◆ BRIEF
Locate each line in the records that contains the word "blue" and copy those lines out. Upper and lower case count.

[Collected data entries]
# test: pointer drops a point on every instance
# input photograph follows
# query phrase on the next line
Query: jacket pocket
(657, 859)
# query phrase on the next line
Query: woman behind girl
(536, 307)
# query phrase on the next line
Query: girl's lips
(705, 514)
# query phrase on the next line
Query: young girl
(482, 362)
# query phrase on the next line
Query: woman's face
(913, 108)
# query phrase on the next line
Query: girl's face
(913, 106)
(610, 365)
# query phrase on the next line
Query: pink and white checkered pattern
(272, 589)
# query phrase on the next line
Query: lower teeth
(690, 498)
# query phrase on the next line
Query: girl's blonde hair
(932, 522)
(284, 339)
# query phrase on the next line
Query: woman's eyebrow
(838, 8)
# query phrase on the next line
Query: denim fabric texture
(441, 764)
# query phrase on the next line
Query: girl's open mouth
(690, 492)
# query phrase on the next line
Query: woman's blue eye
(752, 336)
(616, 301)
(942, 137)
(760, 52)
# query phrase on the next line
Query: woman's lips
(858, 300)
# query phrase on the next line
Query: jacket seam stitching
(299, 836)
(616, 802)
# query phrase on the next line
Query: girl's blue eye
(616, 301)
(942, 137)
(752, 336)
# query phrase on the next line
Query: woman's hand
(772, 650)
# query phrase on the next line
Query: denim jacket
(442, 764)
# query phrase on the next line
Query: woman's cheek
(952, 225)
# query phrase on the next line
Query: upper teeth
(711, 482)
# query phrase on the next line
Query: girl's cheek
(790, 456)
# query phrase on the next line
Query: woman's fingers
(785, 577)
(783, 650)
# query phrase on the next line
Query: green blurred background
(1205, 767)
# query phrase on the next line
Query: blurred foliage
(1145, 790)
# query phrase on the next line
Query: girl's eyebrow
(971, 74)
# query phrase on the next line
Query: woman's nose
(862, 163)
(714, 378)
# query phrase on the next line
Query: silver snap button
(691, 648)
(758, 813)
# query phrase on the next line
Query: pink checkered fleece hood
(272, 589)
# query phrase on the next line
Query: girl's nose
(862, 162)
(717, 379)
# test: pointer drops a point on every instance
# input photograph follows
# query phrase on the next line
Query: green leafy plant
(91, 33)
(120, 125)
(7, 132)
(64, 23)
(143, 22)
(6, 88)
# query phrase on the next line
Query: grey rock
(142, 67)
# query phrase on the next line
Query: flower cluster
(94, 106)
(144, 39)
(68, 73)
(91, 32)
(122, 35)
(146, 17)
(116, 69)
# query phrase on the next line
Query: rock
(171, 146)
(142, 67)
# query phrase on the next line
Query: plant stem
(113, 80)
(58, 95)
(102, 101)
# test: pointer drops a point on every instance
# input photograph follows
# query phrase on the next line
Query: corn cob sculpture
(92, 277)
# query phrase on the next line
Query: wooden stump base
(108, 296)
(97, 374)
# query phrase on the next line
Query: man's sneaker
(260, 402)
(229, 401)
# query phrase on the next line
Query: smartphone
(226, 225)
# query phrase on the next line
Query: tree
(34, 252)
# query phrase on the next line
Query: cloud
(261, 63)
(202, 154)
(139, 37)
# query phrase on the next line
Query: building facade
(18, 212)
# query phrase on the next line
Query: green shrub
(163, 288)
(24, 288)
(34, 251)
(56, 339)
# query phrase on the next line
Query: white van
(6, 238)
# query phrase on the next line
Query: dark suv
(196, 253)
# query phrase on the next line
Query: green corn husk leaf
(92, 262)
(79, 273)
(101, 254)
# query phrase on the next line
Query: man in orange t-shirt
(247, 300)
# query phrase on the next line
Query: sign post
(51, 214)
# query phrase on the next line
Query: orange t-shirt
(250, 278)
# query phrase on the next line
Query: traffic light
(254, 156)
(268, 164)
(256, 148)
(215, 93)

◆ SOLUTION
Query: woman's blue eye
Query: girl's blue eye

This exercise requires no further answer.